◆ Text extract ◆
## BEGIN
You can use this excellent and easy to operate Covariance Calculator to find the sample and population covariance for the given numbers and get the result in no time. Just provide input numbers in the x and y samples and click on the calculate button to find the covariance as output in fraction of seconds.

**Covariance Calculator: **Want to become a professional in solving the sample and population covariance problems? Then stick to this page. Here we are giving the simple and manual lengthy procedure to solve your questions in a short span of time. Check it out from the following sections and get the result. You can also get the solved examples which are helpful to understand the concept easily.

Covariance is a statistics concept which measures how much two random variables are varied together. Below provided are the easy steps to find the covariance of given sample.

- Take any two samples having numbers separated by comma.
- Find the mean of x and y samples.
- Also compute (xi - x̄), (yi - x̄) values.
- Substitute the values in the sample covariance and population covariance formulas.
- Do further math operations to get the answer.
## END
◆ Dataset content ◆
## BEGIN
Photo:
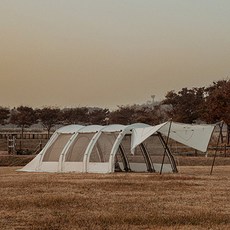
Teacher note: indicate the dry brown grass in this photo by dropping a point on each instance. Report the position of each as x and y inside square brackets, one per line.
[190, 199]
## END
◆ To-do list ◆
1) According to the covariance calculator page, what does covariance measure?
2) Translate this sentence from the covariance calculator page into Spanish: "Covariance is a statistics concept which measures how much two random variables are varied together."
3) Reproduce word for word the part of the covariance calculator page that begins at the words "- Find the mean" and stops after the words "population covariance formulas.".

◆ Solved problems ◆
1) How much two random variables vary together.

2) La covarianza es un concepto estadístico que mide cuánto varían conjuntamente dos variables aleatorias.

3)
- Find the mean of x and y samples.
- Also compute (xi - x̄), (yi - x̄) values.
- Substitute the values in the sample covariance and population covariance formulas.